* Ziel 1: Überführe nur die Datensätze von der Zeile mit „Task: locate the snow on“ bis zum Ende der Datensätze, beide Grenzen eingeschlossen, in eine CSV mit den Spalten eingabe und ausgabe. Schreibe für jedes Paar aus Text und Lösung eine Zeile, jeden Wert in einem eigenen Feld in Anführungszeichen und Zeilenumbrüche durch Leerzeichen ersetzt.

....................

Botschafter des Heils 1918 S. 30ff

Ein „Wahlspruch“ für jeden Knecht Christi. Vor Jahren war ich Zeuge einer Unterredung zwischen einem alten, im Dienste seines Herrn ergrauten Diener Jesu und einem jüngeren Evangelisten, der mit großem Eifer und viel Segen die frohe Botschaft verkündigte. Zum Nutzen aller Mitarbeiter auf dem großen Erntefelde möchte ich die Schlusssätze dieser bemerkenswerten Unterredung hier wiedergeben.

Der Evangelist stand im Begriff, sich von jenem alten Bruder zu verabschieden, da er in eine andere Gegend reisen wollte, um dort seine Arbeit fortzusetzen. Bei dieser Gelegenheit richtete er eine Bitte an den Alten. Er sagte etwa folgendes:

„Wir haben uns heute zum ersten Mal gesehen, vielleicht auch zum letzten mal. Da Sie nun viele Jahre im Weinberge des Herrn gearbeitet und weit größere Erfahrungen gesammelt haben als ich, der ich noch ein Anfänger auf dem Arbeitsfelde bin, das Sie vielleicht bald verlassen werden, möchte ich Sie um ein Wort bitten, das mir als Wahlspruch von Nutzen sein könnte für den Fall, dass der Herr mir noch ein wenig für Ihn zu tun geben will.“

Ein Wahlspruch? Der eine oder andere Leser ist vielleicht geneigt, den jungen Evangelisten, der von einem Menschen einen Wahlspruch erbot, wo er doch das ganze Wort Gottes besaß, wegen seines niedrigen geistlichen Zustandes zu tadeln. Doch über die Lippen des alten, erfahrenen Bruders kam kein Tadel. Nie werde ich seine milde, von Herzen kommende und dabei so tiefe und inhaltreiche Antwort vergessen.

....................

* Ziel 2: Führe den Text über den Wahlspruch für den jungen Evangelisten nach seinem letzten Satz weiter.

....................

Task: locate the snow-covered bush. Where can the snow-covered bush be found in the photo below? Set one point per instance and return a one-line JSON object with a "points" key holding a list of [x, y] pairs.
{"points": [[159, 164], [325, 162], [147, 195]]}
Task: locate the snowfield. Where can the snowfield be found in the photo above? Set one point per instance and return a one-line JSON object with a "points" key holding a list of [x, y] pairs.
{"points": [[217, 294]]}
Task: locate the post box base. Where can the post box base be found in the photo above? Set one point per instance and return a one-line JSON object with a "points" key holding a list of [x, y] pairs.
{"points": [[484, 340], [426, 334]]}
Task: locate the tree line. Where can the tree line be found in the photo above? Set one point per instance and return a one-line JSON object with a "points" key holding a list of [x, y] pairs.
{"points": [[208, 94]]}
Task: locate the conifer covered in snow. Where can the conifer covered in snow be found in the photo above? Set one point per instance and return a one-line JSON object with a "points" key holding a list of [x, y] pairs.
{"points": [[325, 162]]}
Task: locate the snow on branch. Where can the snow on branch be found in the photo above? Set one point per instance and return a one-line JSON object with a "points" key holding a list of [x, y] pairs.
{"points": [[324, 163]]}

....................

* Schriftliche Antwort 1:
eingabe,ausgabe
"Task: locate the snow on branch. Where can the snow on branch be found in the photo above? Set one point per instance and return a one-line JSON object with a ""points"" key holding a list of [x, y] pairs.","{""points"": [[324, 163]]}"

* Schriftliche Antwort 2:
„Suchen Sie zuerst“, so sprach er, „in den Gewissen Ihrer Zuhörer ein tiefes Gefühl über die Sünde und einen Hass gegen dieselbe hervorzurufen. Dann aber, wenn einige dem Evangelium geglaubt haben, suchen Sie in den Herzen der Glaubenden eine wirkliche, wahre Liebe für die Person ihres Heilands zu wecken.“

So sprach der alte Knecht Christi, und ich kann nur dem Wunsch Ausdruck geben, dass alle diejenigen, welche das Vorrecht haben, den Menschen mit dem Evangelium Gottes zu dienen, ernstlich über diese Worte nachdenken möchten.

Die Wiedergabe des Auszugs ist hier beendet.